• **EXERCISE OBJECTIVE**:
Could you continue the piece on what policy uncertainty costs the world economy, starting right after its last sentence?

• **SOURCE DOCUMENT**:
──────────────────────────────
EUROPE teeters at the edge of an
economic abyss, its fate in the hands of political leaders at odds over how to
solve the continent’s twin debt and bank crises. America may be pushed over a
“fiscal cliff” at the end of the year by political dysfunction.
And even China, although unlikely
to take a deep dive, is hostage to the will and ability of its government to
stimulate growth. More than at any point in recent history, the global
economy’s fate is tied to the capriciousness of policymakers.
How much does
such uncertainty cost?
Anecdotal evidence suggests that
it costs a lot. Customers of Cisco Systems, the world’s biggest maker of
internet gear, are taking longer to make decisions, according to John Chambers,
the company’s boss.
Their orders tend to be smaller than before, and to require
more in-house approvals. They say they are planning to buy more stuff later
this year, reported Mr Chambers recently, but “then in the very next breath
they say it depends on what happens on a global and macro scale.”
In Europe firms must reckon not
only with recession but also with the risk that their investments may be
redenominated in a different currency or locked in by capital controls. Robert
Bergqvist of SEB, a Swedish bank, says that several Swedish corporate customers
have put investment projects on hold because they don’t know how the euro
crisis will unfold.
If America falls over the “fiscal
cliff”, it would suffer a fiscal squeeze of 5% of GDP, easily enough to push
the economy into recession. Last summer, as America’s government came
perilously close to exhausting its legal authority to borrow, Barack Obama and
Republicans in Congress could not resolve their fiscal differences. Instead,
they kicked the can down the road, agreeing on huge automatic spending cuts
that would start on January 2nd, just as all of George Bush’s tax cuts are due
to expire, along with a separate temporary payroll tax cut.
──────────────────────────────
• **DATASET SECTION**:
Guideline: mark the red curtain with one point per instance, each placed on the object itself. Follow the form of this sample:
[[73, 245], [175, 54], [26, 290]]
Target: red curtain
──────────────────────────────
• **RESPONSE FOR THIS EXERCISE**:
No deal to avoid this double
whammy is likely before the November 6th election. So any firm that sells to
the federal government is left in limbo. Mike Lawrie, head of Computer Sciences
Corporation, a big technology-services firm, recently told investors: “I just
don’t know what’s going to happen...None of us [knows].” The debt-ceiling
showdown makes last summer’s weak economy weaker, said James Tisch, the boss of
Loews Corporation, a conglomerate, last month. And “this fiscal cliff is the
summer of ’11 but on steroids.”
Economists have long suspected
that uncertainty could hurt growth. John Maynard Keynes said investment was
based on expectations that are “subject to sudden and violent changes”. In a
1980 paper Ben Bernanke, now chairman of the Federal Reserve, formalised this
effect: since most investment is irreversible, uncertainty “increases the value
of waiting for new information [and thus] retards the current rate of
investment.”
In the 1990s Avinash Dixit and Robert Pindyck went further, making
an analogy between an investment opportunity and a stock option, the value of
which rises with the volatility of the stock price but disappears once the
option is exercised. If an investment is irreversible, uncertainty raises the
value of hoarding cash and waiting to see what happens.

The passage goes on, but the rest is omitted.